→ **AIM OF THE TASK**
Set down every record below exactly as it stands, minus the pictures.

(Photo-based referring expression data)
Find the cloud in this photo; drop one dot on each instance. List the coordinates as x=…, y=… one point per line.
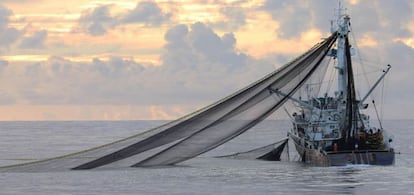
x=34, y=42
x=8, y=35
x=146, y=12
x=235, y=17
x=96, y=21
x=198, y=67
x=99, y=20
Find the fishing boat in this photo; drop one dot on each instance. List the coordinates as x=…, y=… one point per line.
x=333, y=130
x=328, y=130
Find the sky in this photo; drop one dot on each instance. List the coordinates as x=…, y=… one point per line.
x=162, y=59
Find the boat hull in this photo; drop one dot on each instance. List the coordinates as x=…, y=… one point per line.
x=342, y=158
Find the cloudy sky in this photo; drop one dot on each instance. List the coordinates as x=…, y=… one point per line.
x=161, y=59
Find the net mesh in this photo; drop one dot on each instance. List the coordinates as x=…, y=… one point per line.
x=202, y=130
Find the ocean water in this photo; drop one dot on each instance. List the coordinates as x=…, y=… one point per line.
x=27, y=141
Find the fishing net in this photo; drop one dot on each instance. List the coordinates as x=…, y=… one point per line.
x=202, y=130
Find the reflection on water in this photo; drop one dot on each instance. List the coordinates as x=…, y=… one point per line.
x=203, y=175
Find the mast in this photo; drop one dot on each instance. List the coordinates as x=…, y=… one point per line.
x=343, y=30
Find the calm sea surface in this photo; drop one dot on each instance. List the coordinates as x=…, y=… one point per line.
x=26, y=141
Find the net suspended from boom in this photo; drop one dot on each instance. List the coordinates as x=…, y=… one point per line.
x=203, y=130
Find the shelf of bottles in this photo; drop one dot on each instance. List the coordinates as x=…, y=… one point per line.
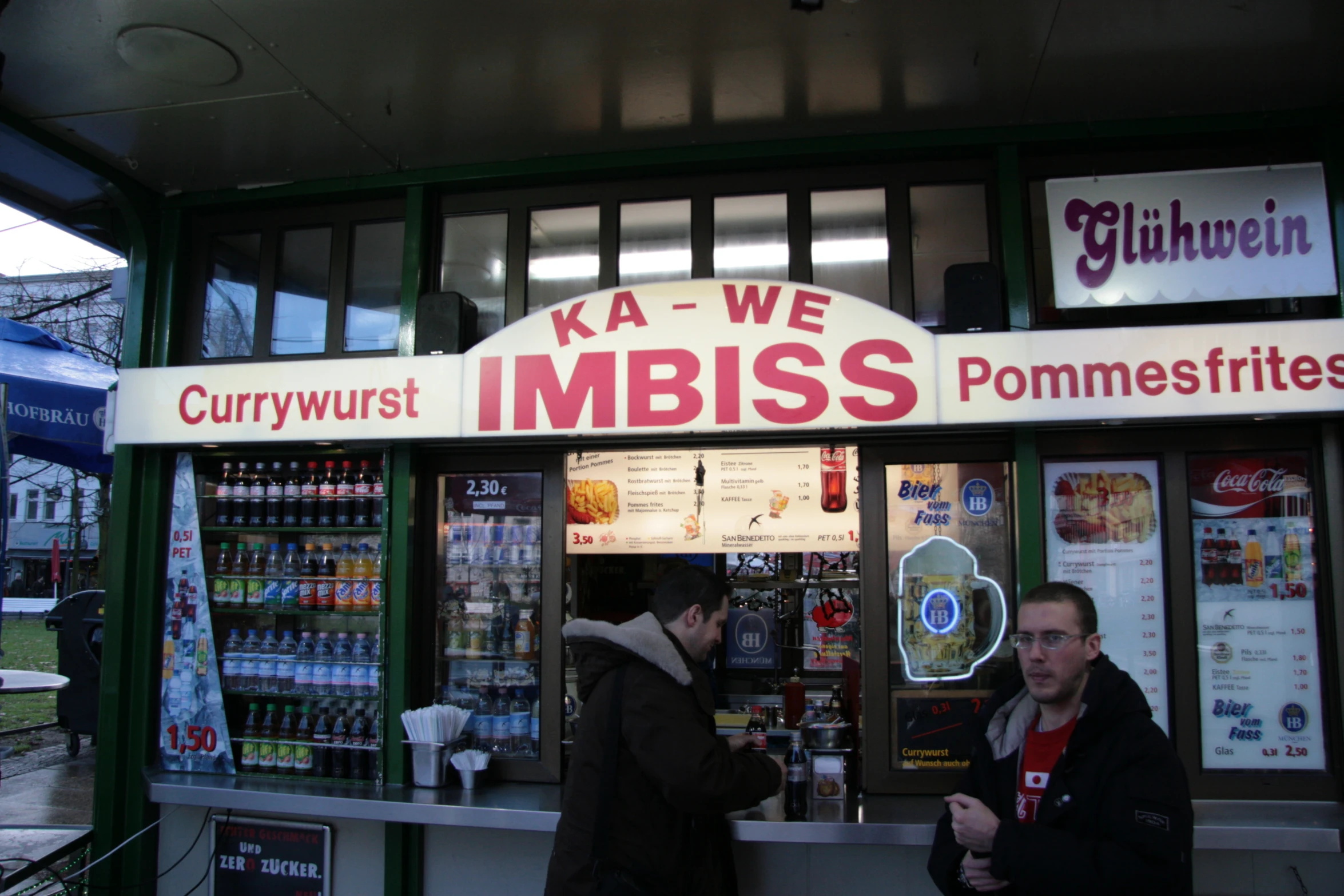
x=296, y=568
x=488, y=636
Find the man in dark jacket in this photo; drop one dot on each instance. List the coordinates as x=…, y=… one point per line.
x=675, y=777
x=1073, y=787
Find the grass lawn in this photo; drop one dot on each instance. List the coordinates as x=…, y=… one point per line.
x=27, y=645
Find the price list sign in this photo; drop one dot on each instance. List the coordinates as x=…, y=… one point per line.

→ **ANSWER SECTION**
Find the cloud in this photo; drop one dot on each instance. List the coordinates as x=…, y=… one point per line.
x=34, y=42
x=8, y=35
x=146, y=12
x=235, y=17
x=96, y=21
x=198, y=67
x=99, y=20
Find the fishing boat in this photo; drop one dot on each instance. List the coordinates as x=…, y=… one point per line.
x=333, y=130
x=328, y=130
Find the sky in this photo; drop one dot on each instance. List the coordinates as x=…, y=… one point per line.
x=162, y=59
Find the boat hull in this photo; drop one dot on each instance. List the coordinates as x=…, y=… one point per line.
x=342, y=158
Find the cloudy sky in this photo; drop one dot on each instance. List the coordinates as x=…, y=… one point per line.
x=161, y=59
Find the net mesh in this photo; drop one dot on each instance. List the coordinates as x=…, y=… one point per line.
x=202, y=130
Find the ocean water in this photo; drop one dot on each instance. List the coordinates as x=…, y=… one point per line.
x=27, y=141
Find the fishing net in this photo; drop one dot on each instance. List the coordinates as x=…, y=… one point per line.
x=202, y=130
Find the reflection on water in this photo; drop one dot on each instance. List the coordinates as x=…, y=… one point per line.
x=203, y=175
Find the mast in this photo; drop one dot on each instance. List the coordinates as x=…, y=… one point per line.
x=343, y=30
Find the calm sea surface in this photo; drop one dot on each instance. List the coordinates as x=…, y=… one point per line.
x=26, y=141
Find the net suspended from boom in this photo; drop one dot on each instance. List the coordinates as x=…, y=… one point per line.
x=203, y=130
Find the shelf of bottles in this photo; drop one dot on each instance. List the coordinates as x=…, y=… one point per line.
x=296, y=568
x=488, y=636
Find the man in dark jacket in this photo; drop one dot on each instance. List the coordinates as x=…, y=… one point per line.
x=675, y=777
x=1073, y=787
Find the grass lawn in this photo; drop one dot on each instance. List the coordinates as x=…, y=… one point per line.
x=27, y=645
Find the price list sign in this photo; drop one dot on each instance. List the coordinates as x=…, y=… one point per line.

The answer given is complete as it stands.